§ WORK TO BE COMPLETED: Print the records exactly. Every mark must remain.

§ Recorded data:
__________________________________________________
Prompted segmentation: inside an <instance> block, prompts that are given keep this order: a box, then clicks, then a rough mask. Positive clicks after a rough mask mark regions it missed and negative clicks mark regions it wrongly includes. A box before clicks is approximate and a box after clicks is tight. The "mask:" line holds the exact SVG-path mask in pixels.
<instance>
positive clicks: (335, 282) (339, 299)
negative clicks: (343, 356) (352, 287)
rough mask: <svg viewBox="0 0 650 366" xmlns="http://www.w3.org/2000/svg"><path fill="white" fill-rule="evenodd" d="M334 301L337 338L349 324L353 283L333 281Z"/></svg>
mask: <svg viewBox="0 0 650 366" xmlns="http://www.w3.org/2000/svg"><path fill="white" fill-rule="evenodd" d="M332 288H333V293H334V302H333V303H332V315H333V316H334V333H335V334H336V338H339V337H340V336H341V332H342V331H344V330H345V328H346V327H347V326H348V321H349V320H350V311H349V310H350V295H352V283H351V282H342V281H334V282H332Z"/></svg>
__________________________________________________
§ ANSWER TO THE EXERCISE:
Prompted segmentation: inside an <instance> block, prompts that are given keep this order: a box, then clicks, then a rough mask. Positive clicks after a rough mask mark regions it missed and negative clicks mark regions it wrongly includes. A box before clicks is approximate and a box after clicks is tight. The "mask:" line holds the exact SVG-path mask in pixels.
<instance>
positive clicks: (335, 282) (339, 299)
negative clicks: (343, 356) (352, 287)
rough mask: <svg viewBox="0 0 650 366" xmlns="http://www.w3.org/2000/svg"><path fill="white" fill-rule="evenodd" d="M334 301L337 338L349 324L353 283L333 281Z"/></svg>
mask: <svg viewBox="0 0 650 366" xmlns="http://www.w3.org/2000/svg"><path fill="white" fill-rule="evenodd" d="M332 288H333V293H334V302H333V303H332V315H333V316H334V333H335V334H336V338H339V337H340V336H341V332H342V331H344V330H345V328H346V327H347V326H348V321H349V320H350V311H349V310H350V295H352V283H351V282H342V281H334V282H332Z"/></svg>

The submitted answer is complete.